EXERCISE MATERIALS:

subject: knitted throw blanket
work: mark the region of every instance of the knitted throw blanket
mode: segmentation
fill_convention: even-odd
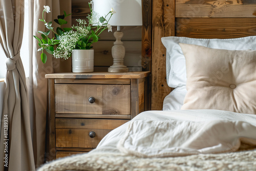
[[[184,157],[143,158],[117,153],[89,153],[57,159],[37,171],[256,170],[256,150]]]

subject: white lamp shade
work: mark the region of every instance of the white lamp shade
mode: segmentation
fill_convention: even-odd
[[[100,16],[104,17],[110,11],[111,8],[116,12],[112,15],[109,22],[112,26],[142,25],[141,0],[93,0],[92,1],[93,11],[98,13]]]

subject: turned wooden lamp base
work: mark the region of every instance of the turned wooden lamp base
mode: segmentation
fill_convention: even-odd
[[[121,41],[121,38],[123,37],[123,32],[120,30],[116,31],[114,33],[114,36],[116,38],[116,41],[114,42],[114,46],[112,49],[113,65],[109,68],[108,72],[128,72],[128,68],[123,65],[125,49],[123,46],[123,42]]]

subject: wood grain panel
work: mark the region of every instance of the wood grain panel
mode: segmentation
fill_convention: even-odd
[[[130,86],[102,86],[102,114],[131,115]]]
[[[177,0],[176,17],[255,17],[251,0]]]
[[[229,38],[256,35],[256,18],[177,18],[176,35]]]
[[[68,79],[137,79],[148,76],[149,71],[132,72],[125,73],[93,72],[83,73],[53,73],[46,74],[46,78],[68,78]],[[61,82],[59,81],[59,82]]]
[[[123,119],[56,118],[56,129],[113,130],[127,122]]]
[[[57,152],[56,153],[56,158],[58,159],[61,157],[69,156],[77,154],[85,153],[84,152]]]
[[[142,71],[151,71],[152,1],[142,0],[141,65]]]
[[[89,137],[93,131],[96,136]],[[111,130],[56,129],[56,146],[58,147],[96,148],[99,141]]]
[[[161,37],[174,36],[175,2],[174,0],[153,2],[152,110],[162,110],[163,99],[171,91],[166,81],[166,49]]]
[[[95,102],[90,103],[90,97]],[[57,113],[102,114],[102,86],[98,84],[56,84]]]

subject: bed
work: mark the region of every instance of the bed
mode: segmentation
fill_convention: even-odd
[[[38,170],[256,170],[256,3],[154,0],[143,7],[152,110],[89,153]]]

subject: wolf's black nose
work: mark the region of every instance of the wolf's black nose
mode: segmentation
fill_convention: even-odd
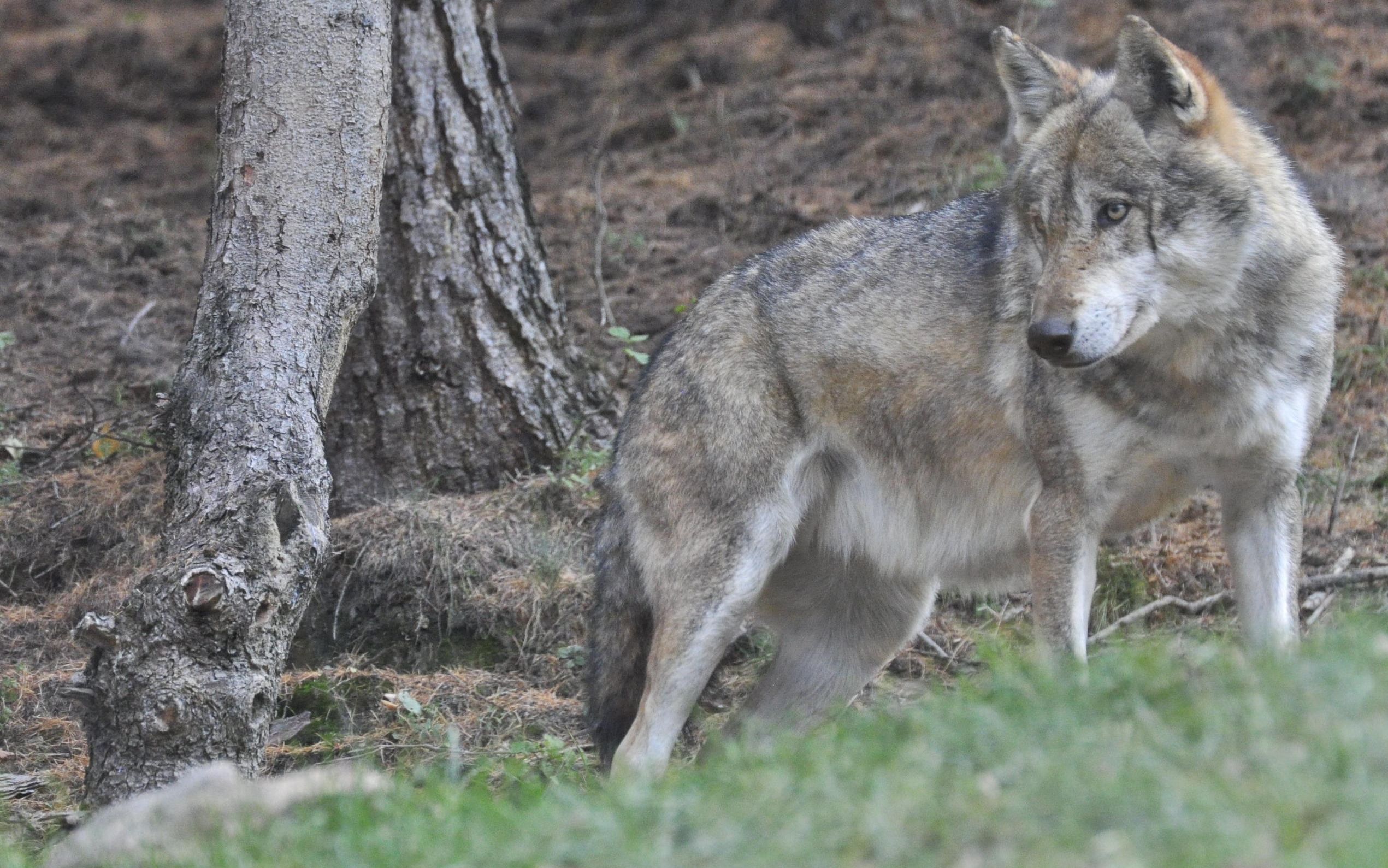
[[[1042,319],[1027,329],[1027,346],[1047,361],[1058,361],[1070,353],[1074,343],[1074,322]]]

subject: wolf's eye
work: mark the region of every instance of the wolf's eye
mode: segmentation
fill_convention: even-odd
[[[1099,225],[1113,226],[1122,224],[1123,218],[1127,217],[1128,204],[1126,201],[1106,201],[1099,208]]]

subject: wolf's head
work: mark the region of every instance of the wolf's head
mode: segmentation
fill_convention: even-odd
[[[1123,25],[1112,72],[1006,28],[992,49],[1019,144],[1005,192],[1031,349],[1088,365],[1231,304],[1253,175],[1280,158],[1199,61],[1141,18]]]

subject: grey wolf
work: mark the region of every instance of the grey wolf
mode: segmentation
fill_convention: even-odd
[[[1296,639],[1296,474],[1330,385],[1341,253],[1277,146],[1140,18],[1113,71],[999,28],[1002,189],[754,257],[670,333],[604,476],[589,707],[659,774],[752,615],[743,721],[851,699],[941,587],[1030,582],[1085,653],[1095,553],[1221,496],[1238,614]]]

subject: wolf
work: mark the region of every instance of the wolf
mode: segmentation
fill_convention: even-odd
[[[940,589],[1030,583],[1083,660],[1102,539],[1221,497],[1246,637],[1296,640],[1296,475],[1341,253],[1274,142],[1140,18],[1115,69],[991,37],[997,192],[831,224],[716,281],[651,360],[602,478],[587,692],[613,772],[661,774],[750,617],[738,719],[812,721]]]

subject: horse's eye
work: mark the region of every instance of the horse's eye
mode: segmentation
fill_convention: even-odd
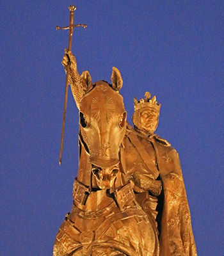
[[[120,128],[123,128],[125,124],[126,116],[127,116],[127,113],[126,112],[124,112],[123,114],[121,115],[120,118],[119,118],[118,124],[119,124],[119,127]]]
[[[116,177],[116,175],[118,174],[118,169],[116,169],[116,168],[113,169],[112,171],[111,176]]]
[[[80,122],[79,123],[83,126],[83,128],[86,128],[87,126],[86,119],[82,112],[79,113]]]

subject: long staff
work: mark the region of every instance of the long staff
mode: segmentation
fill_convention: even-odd
[[[67,27],[59,27],[56,26],[56,29],[69,29],[69,39],[68,39],[68,51],[71,51],[72,49],[72,33],[73,33],[73,28],[76,27],[84,27],[86,28],[86,24],[78,24],[74,25],[74,12],[76,10],[76,8],[74,5],[70,5],[69,7],[70,10],[70,19],[69,19],[69,26]],[[65,53],[67,53],[67,49],[65,51]],[[70,63],[69,63],[70,64]],[[68,77],[69,77],[69,72],[70,72],[70,65],[68,64],[66,69],[66,81],[65,81],[65,100],[64,100],[64,109],[63,112],[63,120],[62,120],[62,129],[61,129],[61,148],[60,148],[60,154],[59,157],[59,164],[61,164],[61,159],[62,159],[62,150],[63,150],[63,145],[64,141],[64,133],[65,133],[65,115],[66,115],[66,109],[67,105],[68,100]]]

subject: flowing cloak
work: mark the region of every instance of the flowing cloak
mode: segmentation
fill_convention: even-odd
[[[124,139],[124,147],[126,172],[130,179],[134,172],[153,177],[141,156],[138,147],[136,148],[136,145],[134,146],[132,143],[133,136],[138,140],[141,137],[141,140],[143,138],[152,143],[162,180],[162,193],[164,194],[163,205],[161,210],[162,212],[158,210],[158,216],[161,216],[159,255],[196,256],[190,212],[178,153],[165,140],[156,134],[149,139],[133,129],[129,130]]]

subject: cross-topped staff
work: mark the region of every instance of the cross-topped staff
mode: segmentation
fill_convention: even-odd
[[[67,51],[71,51],[71,49],[72,49],[73,28],[76,28],[76,27],[84,27],[84,28],[86,28],[86,24],[78,24],[78,25],[73,24],[74,12],[76,10],[76,7],[74,5],[70,5],[69,6],[69,10],[70,10],[69,26],[68,26],[67,27],[59,27],[58,26],[56,26],[56,29],[69,29],[68,47],[68,50],[67,49],[65,50],[65,53],[67,53]],[[64,100],[64,110],[63,110],[63,113],[60,155],[59,157],[59,164],[61,164],[61,163],[63,143],[63,141],[64,141],[65,115],[66,115],[66,109],[67,109],[67,100],[68,100],[69,67],[70,67],[69,65],[68,65],[66,68],[67,72],[66,72],[65,100]]]

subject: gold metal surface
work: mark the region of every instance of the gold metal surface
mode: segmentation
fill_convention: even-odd
[[[154,134],[156,97],[134,99],[133,128],[117,68],[110,84],[79,76],[70,51],[62,63],[79,110],[79,163],[53,255],[196,256],[178,153]]]
[[[68,38],[68,49],[65,49],[65,53],[67,51],[71,51],[72,49],[72,33],[73,33],[73,28],[76,27],[84,27],[84,28],[86,28],[86,24],[79,24],[79,25],[74,25],[74,12],[76,10],[76,7],[74,5],[70,5],[69,6],[70,10],[70,19],[69,19],[69,26],[67,27],[59,27],[56,26],[56,29],[69,29],[69,38]],[[65,100],[64,100],[64,108],[63,112],[63,120],[62,120],[62,128],[61,128],[61,147],[60,147],[60,154],[59,157],[59,164],[61,164],[62,160],[62,151],[63,151],[63,145],[64,141],[64,134],[65,134],[65,115],[66,115],[66,109],[67,105],[68,100],[68,79],[69,79],[69,66],[67,65],[66,68],[66,80],[65,80]]]

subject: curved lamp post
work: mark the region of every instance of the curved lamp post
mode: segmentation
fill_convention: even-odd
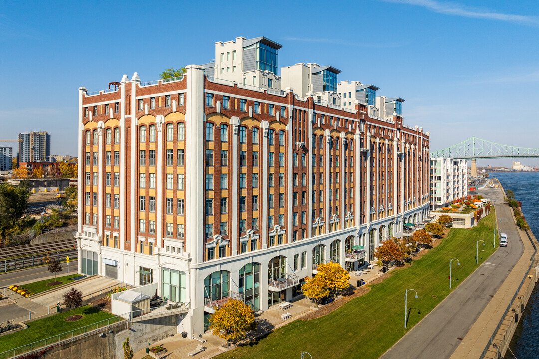
[[[479,240],[475,242],[475,264],[478,264],[478,259],[479,258],[479,242],[482,242],[483,245],[485,245],[485,242],[482,240]]]
[[[449,261],[449,288],[451,288],[451,262],[453,261],[457,261],[457,265],[460,265],[460,261],[457,259],[456,258],[454,258]]]
[[[404,328],[406,328],[406,314],[408,314],[408,292],[409,291],[413,291],[416,292],[416,295],[414,297],[416,299],[417,299],[417,292],[416,291],[415,289],[407,289],[406,290],[406,293],[404,293]]]

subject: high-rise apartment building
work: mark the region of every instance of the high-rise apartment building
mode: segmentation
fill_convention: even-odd
[[[431,157],[430,161],[432,209],[468,195],[468,160]]]
[[[158,283],[190,334],[229,298],[265,311],[321,263],[374,260],[429,210],[429,132],[343,107],[332,66],[278,76],[281,47],[238,38],[179,78],[79,89],[79,270]]]
[[[13,147],[0,146],[0,171],[13,168]]]
[[[51,158],[51,135],[44,131],[19,133],[18,161],[45,162]]]

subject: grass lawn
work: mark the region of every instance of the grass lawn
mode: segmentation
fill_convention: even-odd
[[[78,308],[75,314],[82,315],[82,319],[74,322],[65,321],[64,318],[73,315],[73,311],[68,311],[29,323],[27,329],[24,330],[0,336],[0,353],[114,316],[89,305]],[[84,333],[84,329],[82,333]],[[80,333],[75,333],[77,334]],[[44,344],[43,342],[42,345]]]
[[[66,283],[74,283],[76,281],[73,280],[73,278],[77,278],[80,276],[81,274],[75,273],[74,274],[70,274],[68,276],[64,276],[63,277],[58,277],[56,278],[56,280],[58,281],[62,282],[62,284],[58,284],[58,285],[47,285],[47,283],[50,283],[52,281],[54,281],[54,278],[52,278],[52,279],[45,279],[45,280],[40,280],[39,281],[34,281],[33,283],[27,283],[26,284],[22,284],[22,285],[23,288],[25,288],[31,292],[33,292],[36,294],[37,294],[38,293],[41,293],[42,292],[45,292],[49,289],[56,288],[56,287],[65,284]]]
[[[270,333],[265,338],[225,353],[219,359],[300,357],[302,351],[315,358],[378,358],[407,330],[426,315],[451,291],[449,261],[453,263],[454,290],[477,268],[476,241],[480,243],[479,264],[494,252],[494,214],[472,229],[452,229],[435,248],[408,267],[394,269],[392,275],[371,286],[366,294],[354,298],[331,313],[308,321],[295,320]],[[404,327],[404,293],[408,297],[408,328]],[[420,311],[421,314],[418,311]]]

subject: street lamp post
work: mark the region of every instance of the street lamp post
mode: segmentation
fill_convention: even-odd
[[[483,245],[485,245],[485,242],[482,240],[479,240],[475,242],[475,264],[478,264],[478,259],[479,258],[479,242],[482,242]]]
[[[451,262],[453,261],[457,261],[457,265],[460,265],[460,261],[457,259],[456,258],[454,258],[449,261],[449,288],[451,288]]]
[[[404,293],[404,328],[406,328],[406,314],[408,312],[408,292],[409,291],[413,291],[416,292],[416,295],[414,297],[416,299],[417,299],[417,292],[416,291],[415,289],[407,289],[406,290],[406,293]]]

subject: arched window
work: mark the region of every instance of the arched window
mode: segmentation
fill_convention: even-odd
[[[335,240],[329,246],[329,260],[334,263],[341,263],[341,241]]]
[[[167,140],[171,141],[174,137],[174,125],[171,123],[167,124]]]
[[[226,123],[221,124],[221,142],[227,142],[229,140],[229,126]]]
[[[140,139],[141,142],[146,142],[146,126],[140,126]]]
[[[155,142],[155,125],[150,125],[150,142]]]
[[[213,124],[211,122],[206,123],[206,140],[213,140]]]
[[[114,129],[114,143],[120,143],[120,128]]]
[[[319,264],[322,264],[324,263],[324,259],[326,258],[324,256],[325,249],[325,245],[319,244],[313,249],[313,267],[317,267]]]
[[[270,129],[268,131],[268,144],[275,144],[275,130],[273,129]]]
[[[178,140],[183,141],[185,139],[185,124],[183,122],[178,123]]]
[[[260,309],[260,265],[247,263],[239,270],[238,292],[243,294],[244,300],[254,312]]]

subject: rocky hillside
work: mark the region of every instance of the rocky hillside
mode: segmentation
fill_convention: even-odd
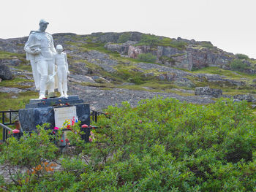
[[[195,96],[195,88],[202,86],[222,89],[224,96],[256,93],[255,60],[218,49],[210,42],[139,32],[53,37],[55,45],[62,45],[68,55],[69,94],[80,95],[97,110],[123,101],[135,106],[159,95],[213,102],[214,96]],[[0,98],[12,99],[10,104],[1,101],[3,109],[18,108],[15,101],[37,96],[23,50],[27,38],[0,39]]]

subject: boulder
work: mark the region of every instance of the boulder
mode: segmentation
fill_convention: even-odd
[[[9,67],[4,64],[0,64],[0,78],[3,80],[10,80],[13,77]]]
[[[211,96],[219,98],[222,95],[222,90],[210,88],[209,87],[197,87],[195,88],[195,94],[196,96]]]
[[[255,97],[250,94],[238,94],[233,96],[234,99],[239,101],[246,100],[247,102],[252,102],[255,100]]]
[[[195,84],[187,78],[178,78],[174,81],[174,85],[179,87],[193,88]]]
[[[107,43],[104,46],[104,47],[109,50],[116,51],[122,55],[127,55],[129,47],[136,43],[138,43],[138,42],[132,42],[132,41],[127,41],[127,42],[122,43],[122,44],[109,42],[109,43]]]

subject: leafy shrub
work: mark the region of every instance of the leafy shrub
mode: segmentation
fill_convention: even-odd
[[[143,62],[154,63],[157,61],[157,56],[151,53],[141,53],[138,56],[138,60]]]
[[[140,40],[139,41],[140,45],[157,45],[160,42],[160,39],[158,37],[151,34],[143,34]]]
[[[219,99],[200,106],[154,98],[136,107],[128,102],[109,107],[106,113],[91,131],[92,142],[80,142],[80,136],[71,133],[70,143],[82,153],[62,157],[61,170],[4,186],[14,191],[255,190],[256,117],[246,101]],[[29,153],[37,157],[38,150]],[[1,161],[10,159],[10,150],[4,144]],[[40,155],[56,157],[54,151]],[[15,159],[23,154],[15,152]]]
[[[117,42],[119,43],[124,43],[124,42],[126,42],[127,41],[129,41],[129,38],[131,38],[131,34],[129,33],[124,33],[124,34],[122,34],[121,36],[119,36]]]
[[[248,59],[249,58],[249,57],[246,55],[241,54],[241,53],[237,53],[237,54],[236,54],[236,55],[237,56],[237,58],[238,59]]]
[[[240,59],[234,59],[230,63],[230,67],[232,70],[243,72],[246,68],[246,65]]]

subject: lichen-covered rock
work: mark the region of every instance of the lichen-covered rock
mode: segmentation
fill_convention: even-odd
[[[246,100],[247,102],[252,102],[255,98],[250,94],[238,94],[233,96],[235,99],[238,99],[239,101]]]
[[[112,50],[112,51],[116,51],[122,55],[127,55],[129,47],[132,45],[135,45],[138,43],[138,42],[132,42],[132,41],[127,41],[125,43],[122,44],[116,44],[116,43],[107,43],[104,47],[107,50]],[[129,55],[129,54],[128,54]]]
[[[178,78],[174,81],[174,85],[179,87],[194,88],[195,85],[187,78]]]
[[[222,90],[210,88],[209,87],[197,87],[195,88],[195,94],[196,96],[211,96],[219,98],[222,95]]]
[[[3,80],[10,80],[13,77],[9,67],[4,64],[0,64],[0,78]]]

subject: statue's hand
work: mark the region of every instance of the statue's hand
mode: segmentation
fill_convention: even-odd
[[[33,55],[38,55],[40,53],[41,53],[41,50],[40,49],[36,49],[36,50],[31,51],[31,53]]]

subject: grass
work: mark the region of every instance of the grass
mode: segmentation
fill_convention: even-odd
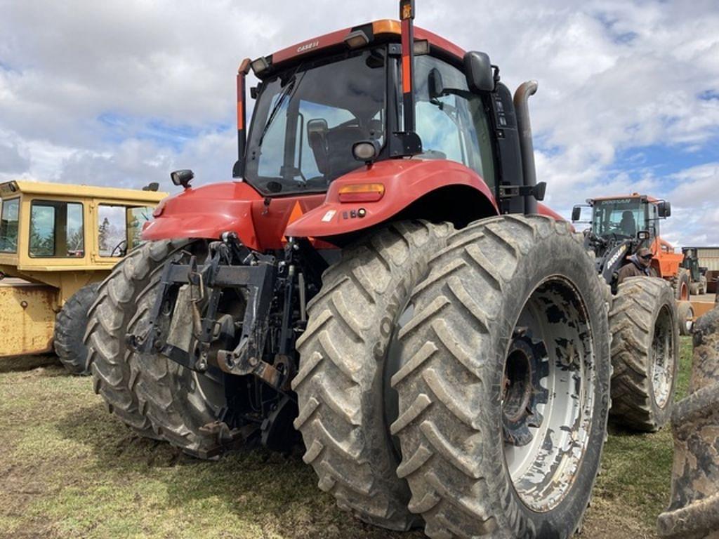
[[[678,397],[691,344],[682,343]],[[52,358],[50,358],[52,361]],[[261,449],[199,461],[132,435],[88,378],[48,358],[0,372],[1,538],[403,538],[354,520],[298,456]],[[654,538],[669,496],[672,435],[612,428],[583,537]]]

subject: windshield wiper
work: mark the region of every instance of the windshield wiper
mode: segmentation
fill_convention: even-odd
[[[262,128],[262,133],[260,136],[260,140],[257,142],[258,146],[262,145],[262,141],[265,139],[265,135],[267,134],[267,132],[270,130],[270,127],[272,126],[273,122],[275,121],[275,117],[277,116],[278,113],[280,111],[280,109],[282,108],[282,103],[285,102],[285,100],[287,98],[288,96],[290,96],[290,93],[293,93],[293,90],[296,90],[297,88],[299,86],[299,84],[297,82],[297,72],[299,70],[301,67],[301,64],[297,66],[297,69],[295,70],[295,73],[292,74],[292,77],[287,82],[287,85],[282,89],[282,93],[278,98],[277,101],[275,101],[275,106],[272,108],[272,110],[270,111],[270,115],[267,116],[267,123],[265,124],[265,127]],[[304,78],[304,74],[303,74],[300,80],[301,80],[302,78]]]

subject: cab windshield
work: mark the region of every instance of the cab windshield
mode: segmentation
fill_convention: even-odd
[[[245,179],[267,195],[325,191],[362,166],[352,145],[385,143],[383,49],[301,64],[265,80],[255,105]]]
[[[592,230],[597,236],[636,237],[646,230],[646,203],[641,198],[597,201]]]

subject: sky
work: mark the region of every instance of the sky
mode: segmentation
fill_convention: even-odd
[[[232,179],[237,69],[396,0],[0,0],[0,181],[139,188]],[[537,177],[567,218],[590,197],[672,203],[662,235],[719,244],[719,2],[416,0],[418,26],[535,79]]]

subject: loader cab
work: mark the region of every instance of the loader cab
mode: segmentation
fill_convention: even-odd
[[[109,271],[139,244],[143,224],[165,195],[42,182],[0,184],[0,270],[42,282],[56,280],[48,272]]]

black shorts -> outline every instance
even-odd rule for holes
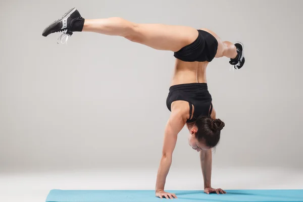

WRITTEN INSTRUCTION: Write out the lines from the one holding "subject: windshield wiper" through the last of the lines above, both ends included, leaving out the pictures.

THE RESPONSE:
subject: windshield wiper
work: mark the region of every instance of the windshield wiper
mode: segmentation
fill_convention: even-odd
[[[262,128],[262,133],[260,136],[260,140],[257,142],[258,146],[262,145],[262,141],[265,139],[265,135],[267,134],[267,132],[270,130],[270,127],[272,126],[273,122],[275,121],[275,117],[277,116],[278,113],[280,111],[280,109],[282,108],[282,103],[285,102],[285,100],[287,98],[288,96],[290,96],[290,93],[293,93],[293,90],[296,90],[297,88],[299,86],[299,84],[297,82],[297,72],[299,70],[301,67],[301,64],[297,66],[297,69],[295,70],[295,73],[292,74],[292,77],[287,82],[287,85],[282,89],[282,93],[278,98],[277,101],[275,101],[275,106],[272,108],[272,110],[270,111],[270,115],[267,116],[267,123],[265,124],[265,127]],[[304,78],[304,74],[303,74],[300,80],[301,80],[302,78]]]

subject: cab windshield
work: mark the region of every instance of the cab windshield
mode: segmentation
fill_convention: even-odd
[[[245,179],[267,195],[325,191],[362,166],[352,145],[385,143],[383,49],[301,64],[265,80],[255,105]]]
[[[592,230],[597,236],[636,237],[646,230],[646,203],[641,198],[597,201]]]

subject: sky
work: mark the region of every instance of the sky
mode: segmentation
fill_convention: even-odd
[[[232,179],[237,69],[396,0],[0,0],[0,181],[139,188]],[[537,177],[567,218],[590,197],[672,203],[662,235],[719,244],[719,2],[416,0],[418,26],[535,79]]]

subject: loader cab
work: mark the region of every instance of the loader cab
mode: segmentation
fill_convention: even-odd
[[[109,271],[139,244],[143,224],[165,195],[42,182],[0,184],[0,270],[42,282],[56,280],[48,272]]]

black shorts -> outline every instance
even-odd rule for holes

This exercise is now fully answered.